### Material for this task ###

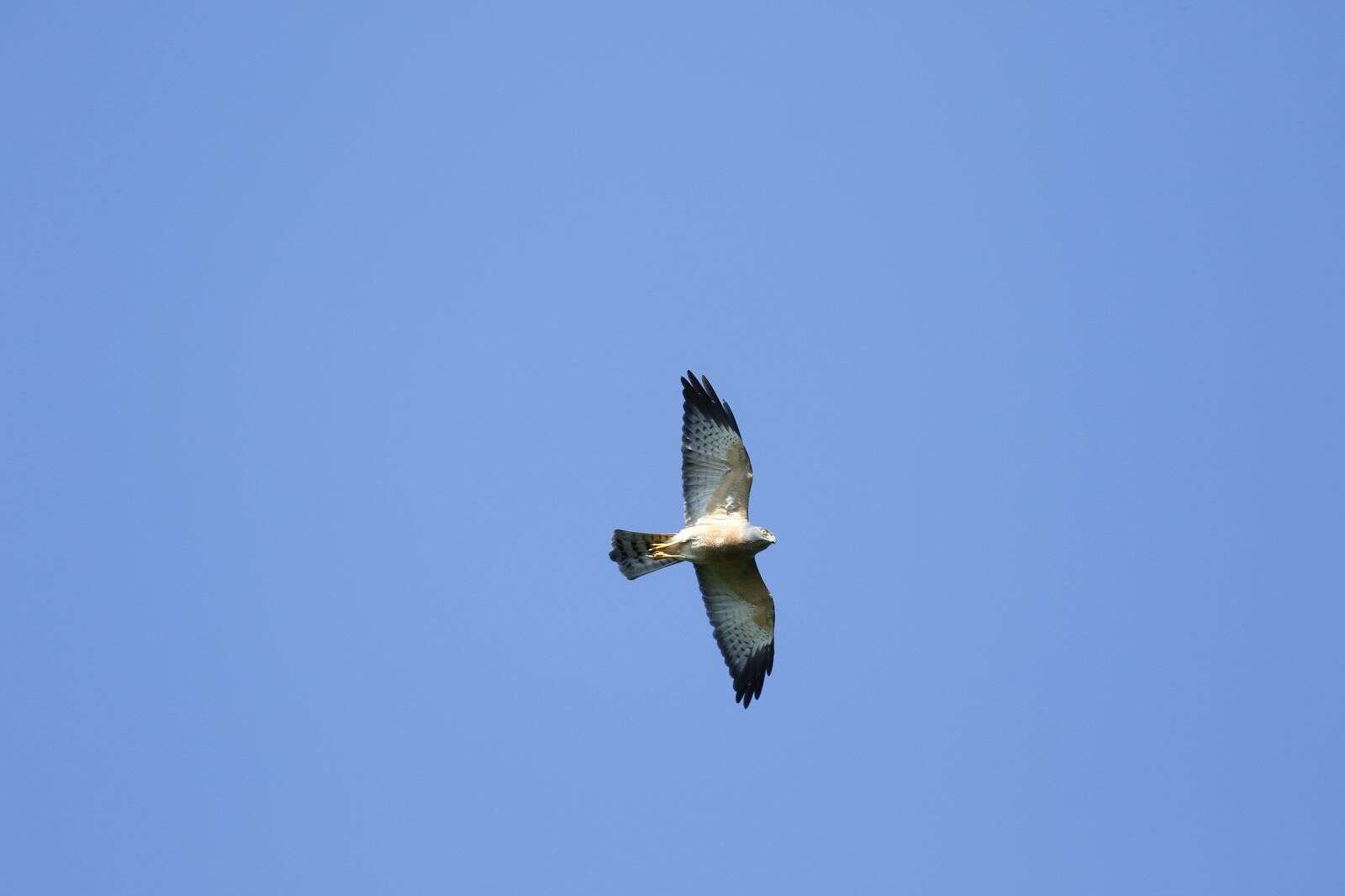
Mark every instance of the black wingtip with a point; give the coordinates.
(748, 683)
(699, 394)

###
### Material for this task ###

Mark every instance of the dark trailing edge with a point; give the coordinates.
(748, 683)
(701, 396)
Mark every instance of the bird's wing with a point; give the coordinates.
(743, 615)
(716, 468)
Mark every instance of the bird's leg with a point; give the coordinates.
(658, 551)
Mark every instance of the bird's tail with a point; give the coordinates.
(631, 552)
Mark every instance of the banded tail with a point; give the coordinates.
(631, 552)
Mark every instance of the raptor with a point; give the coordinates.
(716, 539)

###
### Material for this task ###

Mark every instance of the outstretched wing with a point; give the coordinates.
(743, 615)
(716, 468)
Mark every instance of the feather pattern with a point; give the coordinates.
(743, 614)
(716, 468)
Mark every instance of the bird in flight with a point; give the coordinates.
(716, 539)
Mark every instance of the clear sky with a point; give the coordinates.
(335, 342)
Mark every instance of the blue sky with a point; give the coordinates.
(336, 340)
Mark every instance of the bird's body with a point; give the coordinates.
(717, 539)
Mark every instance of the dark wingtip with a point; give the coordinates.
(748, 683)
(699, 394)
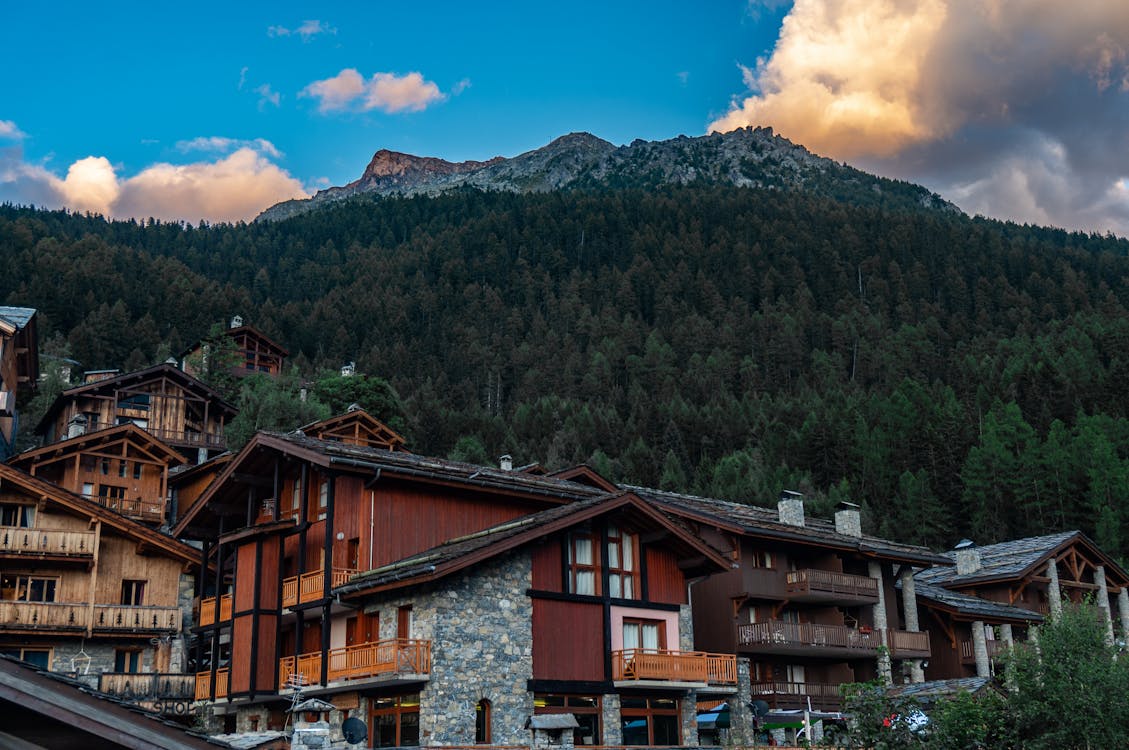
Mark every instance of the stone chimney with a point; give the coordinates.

###

:: Written task ::
Update the part of the records that opens with the line containing "Mark every instance of the blue" and closes with the line containing "Mark every instance of the stone", changing "wingtip" to "wing tip" and keeping all else the same. Give only those lines, with the pictures left out.

:: Finished exercise ::
Mark every instance of the blue sky with a point; give the coordinates.
(336, 340)
Mark every instance of the bird's body with a point; give the coordinates.
(717, 539)
Mark every instance of the dark wing tip with a point; give the coordinates.
(748, 683)
(699, 394)
Mark every instance of the stone chimney with a point; give the coordinates.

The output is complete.